# What is required
Would you please set down the lines of the data from the one containing "the ladybug in" to the final line, exactly and only those?

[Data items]

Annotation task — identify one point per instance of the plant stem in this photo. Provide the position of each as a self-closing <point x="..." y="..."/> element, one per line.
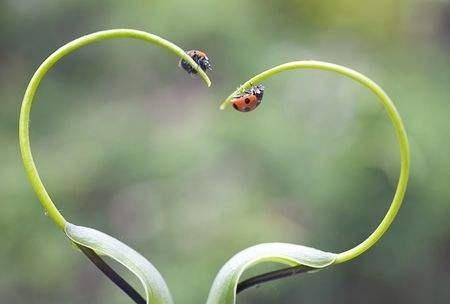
<point x="395" y="120"/>
<point x="271" y="276"/>
<point x="24" y="120"/>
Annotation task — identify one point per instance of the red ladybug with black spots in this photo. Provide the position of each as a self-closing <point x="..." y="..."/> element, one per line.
<point x="200" y="58"/>
<point x="248" y="100"/>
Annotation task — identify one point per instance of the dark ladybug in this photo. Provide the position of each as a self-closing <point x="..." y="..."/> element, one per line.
<point x="248" y="100"/>
<point x="200" y="58"/>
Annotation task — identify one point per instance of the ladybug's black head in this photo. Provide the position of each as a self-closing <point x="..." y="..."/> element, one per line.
<point x="258" y="91"/>
<point x="199" y="58"/>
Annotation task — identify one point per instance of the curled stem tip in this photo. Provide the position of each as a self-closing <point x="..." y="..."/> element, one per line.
<point x="394" y="118"/>
<point x="24" y="120"/>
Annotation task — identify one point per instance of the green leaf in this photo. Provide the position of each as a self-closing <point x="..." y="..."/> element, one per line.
<point x="223" y="290"/>
<point x="156" y="290"/>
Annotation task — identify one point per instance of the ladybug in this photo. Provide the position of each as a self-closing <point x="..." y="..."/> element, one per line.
<point x="200" y="58"/>
<point x="248" y="100"/>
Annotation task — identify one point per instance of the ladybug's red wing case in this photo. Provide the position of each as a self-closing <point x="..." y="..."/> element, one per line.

# Answer to the problem
Annotation task — identify one point per instance of the ladybug in this photo. Provide the position of each as a self-closing <point x="..." y="..."/> element, one per line.
<point x="200" y="58"/>
<point x="248" y="100"/>
Annotation task — identify one point per instance of the ladybug's red wing case in this photo. Provide the position of each as a self-closing <point x="..." y="..."/> element, one per line.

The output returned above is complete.